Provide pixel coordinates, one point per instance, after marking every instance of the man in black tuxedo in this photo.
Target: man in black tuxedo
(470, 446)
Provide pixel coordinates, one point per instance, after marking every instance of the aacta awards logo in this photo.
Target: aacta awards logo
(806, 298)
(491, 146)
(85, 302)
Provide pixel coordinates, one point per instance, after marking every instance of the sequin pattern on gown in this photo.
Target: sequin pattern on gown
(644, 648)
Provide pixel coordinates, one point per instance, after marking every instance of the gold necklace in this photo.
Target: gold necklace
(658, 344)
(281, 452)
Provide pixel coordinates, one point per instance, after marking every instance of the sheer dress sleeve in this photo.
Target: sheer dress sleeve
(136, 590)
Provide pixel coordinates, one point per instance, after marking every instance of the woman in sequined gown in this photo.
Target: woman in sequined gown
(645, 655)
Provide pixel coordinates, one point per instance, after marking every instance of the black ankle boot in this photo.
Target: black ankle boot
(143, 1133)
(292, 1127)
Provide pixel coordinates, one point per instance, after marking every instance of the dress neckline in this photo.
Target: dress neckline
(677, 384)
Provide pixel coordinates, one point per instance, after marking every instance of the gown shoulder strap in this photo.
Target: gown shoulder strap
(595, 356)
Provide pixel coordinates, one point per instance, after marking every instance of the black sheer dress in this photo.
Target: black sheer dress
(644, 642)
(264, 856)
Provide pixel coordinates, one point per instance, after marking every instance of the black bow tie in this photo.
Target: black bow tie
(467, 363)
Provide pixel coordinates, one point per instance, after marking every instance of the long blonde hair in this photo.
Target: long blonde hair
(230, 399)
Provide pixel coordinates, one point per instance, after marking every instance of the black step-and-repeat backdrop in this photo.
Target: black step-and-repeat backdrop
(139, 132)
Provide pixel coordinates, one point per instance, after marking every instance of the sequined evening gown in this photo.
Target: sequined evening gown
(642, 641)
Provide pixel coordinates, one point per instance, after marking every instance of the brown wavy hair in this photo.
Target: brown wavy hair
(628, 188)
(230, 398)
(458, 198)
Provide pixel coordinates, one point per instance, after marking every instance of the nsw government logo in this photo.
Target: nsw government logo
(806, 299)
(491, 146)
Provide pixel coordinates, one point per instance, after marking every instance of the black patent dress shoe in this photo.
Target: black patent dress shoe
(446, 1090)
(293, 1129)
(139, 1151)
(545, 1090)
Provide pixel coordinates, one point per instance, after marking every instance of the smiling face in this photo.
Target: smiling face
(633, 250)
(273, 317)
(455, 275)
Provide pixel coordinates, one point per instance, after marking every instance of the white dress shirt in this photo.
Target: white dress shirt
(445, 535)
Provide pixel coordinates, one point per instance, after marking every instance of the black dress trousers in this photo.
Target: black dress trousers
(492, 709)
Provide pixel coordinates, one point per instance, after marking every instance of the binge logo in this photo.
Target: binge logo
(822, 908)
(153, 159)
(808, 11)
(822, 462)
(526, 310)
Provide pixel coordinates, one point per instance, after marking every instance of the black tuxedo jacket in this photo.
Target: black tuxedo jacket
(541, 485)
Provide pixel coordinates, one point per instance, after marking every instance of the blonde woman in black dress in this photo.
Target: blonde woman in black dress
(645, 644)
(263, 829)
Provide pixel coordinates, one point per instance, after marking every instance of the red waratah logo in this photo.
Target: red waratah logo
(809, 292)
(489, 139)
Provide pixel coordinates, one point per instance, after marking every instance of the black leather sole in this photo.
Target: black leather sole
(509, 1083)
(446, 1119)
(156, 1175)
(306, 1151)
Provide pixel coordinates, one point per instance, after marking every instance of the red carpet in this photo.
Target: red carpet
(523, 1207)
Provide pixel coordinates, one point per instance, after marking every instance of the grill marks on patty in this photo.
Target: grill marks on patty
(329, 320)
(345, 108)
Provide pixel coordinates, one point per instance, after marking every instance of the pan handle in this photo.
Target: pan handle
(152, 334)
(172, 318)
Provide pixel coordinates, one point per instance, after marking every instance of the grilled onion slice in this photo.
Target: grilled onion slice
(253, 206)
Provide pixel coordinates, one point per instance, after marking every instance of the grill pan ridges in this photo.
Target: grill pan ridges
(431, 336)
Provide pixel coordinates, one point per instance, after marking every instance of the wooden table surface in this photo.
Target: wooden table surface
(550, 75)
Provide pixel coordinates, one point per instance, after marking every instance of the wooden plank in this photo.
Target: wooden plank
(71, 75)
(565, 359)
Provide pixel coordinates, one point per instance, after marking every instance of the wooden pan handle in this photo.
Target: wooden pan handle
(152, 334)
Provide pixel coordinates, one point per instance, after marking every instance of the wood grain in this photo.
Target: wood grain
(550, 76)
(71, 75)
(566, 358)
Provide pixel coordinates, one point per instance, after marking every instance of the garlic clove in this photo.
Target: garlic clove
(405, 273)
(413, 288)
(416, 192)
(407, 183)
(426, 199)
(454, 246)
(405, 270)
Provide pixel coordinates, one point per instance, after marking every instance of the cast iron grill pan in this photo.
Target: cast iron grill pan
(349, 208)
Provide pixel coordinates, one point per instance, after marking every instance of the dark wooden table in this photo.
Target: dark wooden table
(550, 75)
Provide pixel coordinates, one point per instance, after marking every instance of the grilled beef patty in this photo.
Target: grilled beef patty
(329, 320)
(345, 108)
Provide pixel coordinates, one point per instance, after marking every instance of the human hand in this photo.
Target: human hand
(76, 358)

- - - - -

All of the records must be retyped exactly as they are.

Provide pixel coordinates, one point per instance, after marking every instance of the man in black tuxedo in this photo.
Target: man in black tuxedo
(470, 446)
Provide pixel coordinates, one point per instance, after marking every instance of the aacta awards logo in this photo.
Target: aacta awards logo
(806, 298)
(491, 146)
(85, 302)
Provide pixel coordinates, one point per instance, after marking every instance of the sequin pattern on gown in this photo.
Target: sequin pattern on gown
(644, 648)
Provide pixel coordinates, one point per instance, after marking every instance of the gold necklace in this photo.
Target: gold necklace
(658, 344)
(281, 452)
Provide pixel coordinates, one point per instance, after marking every instance of the sheer dress sleeve in this photo.
Target: sheer dress sleeve
(136, 590)
Provide pixel coordinates, one point per instance, after marking every instance of the woman in sequined gown in this photo.
Target: woman in sequined gown
(645, 655)
Provide pixel coordinates, one point per instance, after marking every instance of the black ankle boot in this photo.
Target: black ankle boot
(143, 1133)
(292, 1127)
Provide pixel coordinates, one point per instance, after marking every instance of the dress neckline in this photo.
Target: dress neckline
(677, 384)
Provide pixel coordinates, one point per instance, after marking every instance of the gown shoulder strap in this photo.
Target: gown shoulder strap
(595, 356)
Provide pixel coordinates, one point per instance, after marking every instance of the black sheer dress in this photo.
Target: black sheer dress
(644, 642)
(264, 856)
Provide pixel coordinates, one point per instance, after marking every instance of the black bow tie in this photo.
Target: black bow tie
(467, 363)
Provide pixel coordinates, one point per instance, after marking every instance of the long blonde hair in this photo.
Target: long blonde hair
(230, 399)
Provide pixel coordinates, one point per instance, after marking every instance of the black step-and-repeat backdrop in this photo.
Target: black step-and-repeat backdrop
(139, 132)
Provide pixel coordinates, one point per instance, after marking every instance of the sequined evening gown in this photo.
Target: sequined evening gown
(642, 641)
Provide pixel coordinates, one point per instance, after marking every instance of the brown wavy hair in this photo.
Target: brown wavy hair
(628, 188)
(230, 398)
(458, 198)
Provide pixel coordinates, one point per instance, after marking every instance of the nsw government logo in this photo.
Target: nsw government logo
(806, 299)
(491, 146)
Provide pixel coordinates, one point per instance, after marking every instance of the black patent dress shoe in this photo.
Target: black patent dress shoe
(446, 1090)
(293, 1129)
(139, 1151)
(545, 1090)
Provide pixel coordinates, one point per instance, after marking every instance of the smiling face in this photo.
Target: smiling face
(633, 250)
(273, 317)
(455, 275)
Provide pixel coordinates, one point per instance, after marking every instance of the white dress shirt in this photo.
Target: white dress shirt
(445, 535)
Provide pixel coordinates, one point per instance, after marking every instance of the black dress trousers in this photo.
Target: black dress trousers
(492, 709)
Provide pixel coordinates, one point per instance, after marking every instance of the binge logo in this photo.
Target: binge logo
(822, 908)
(153, 159)
(808, 11)
(822, 462)
(526, 310)
Provide pixel coordinates, one point per instance, after marking every instance of the black tuxedo jacket in this photo.
Target: black tuxedo jacket
(541, 485)
Provide pixel coordinates, one point per instance, after marking every instance of the blonde woman in black dress in this photo.
Target: blonde woman in black dress
(645, 644)
(263, 829)
Provide pixel coordinates, one point per instance, after marking every instance of the red waratah logo in this photo.
Target: red waratah logo
(809, 292)
(489, 139)
Provide pixel coordinates, one point per instance, after marking every instance of the black leather sole in this photo.
Target: black leather sole
(509, 1083)
(446, 1119)
(156, 1175)
(306, 1151)
Provide pixel coordinates, one point per instance, after marking every instance of the red carpet in this photo.
Target: red carpet
(523, 1207)
Provide pixel coordinates, one point per instance, after marking every instance of the grill marks on patty in this photo.
Target: grill marks on patty
(329, 320)
(345, 108)
Provide pixel coordinates, one point per instance, after marking every instance of the pan handle in this photo.
Target: pan handle
(152, 334)
(172, 318)
Provide pixel coordinates, one point per instance, after marking every instance of the grilled onion slice in this photo.
Target: grilled onion slice
(253, 206)
Provide pixel coordinates, one point per instance, after marking every instance of the grill pan ridges in this photo.
Target: grill pan ridges
(431, 336)
Provide pixel coordinates, one point per instance, after marking every instance of the wooden table surface in this photo.
Target: wooden table surface
(550, 75)
Provide pixel coordinates, one point per instance, after marking every instance of the wooden plank in this photo.
Target: wooden plank
(71, 75)
(565, 359)
Provide pixel coordinates, one point per instance, after marking every instance of the wooden pan handle in this photo.
Target: wooden pan handle
(152, 334)
Provide pixel coordinates, one point per instance, after marking every instance of the wood grain in this photo.
Target: wood grain
(550, 76)
(71, 75)
(566, 358)
Provide pixel coordinates, one point per instance, after marking every instance of the garlic clove in this photo.
Target: garlic clove
(405, 273)
(413, 288)
(416, 192)
(407, 183)
(426, 199)
(454, 246)
(405, 270)
Provide pixel coordinates, one point per instance, after marking every instance of the cast iron grill pan in this photo.
Target: cast iron grill pan
(349, 208)
Provide pixel coordinates, one point per instance, after marking every instance of the dark wooden table in this photo.
Target: dark wooden table
(550, 75)
Provide pixel coordinates, one point per instance, after marking every instance of the grilled beef patty in this photo.
Target: grilled beef patty
(329, 320)
(345, 108)
Provide pixel coordinates, one point per instance, after marking every instance of the human hand in this photo.
Target: human hand
(76, 358)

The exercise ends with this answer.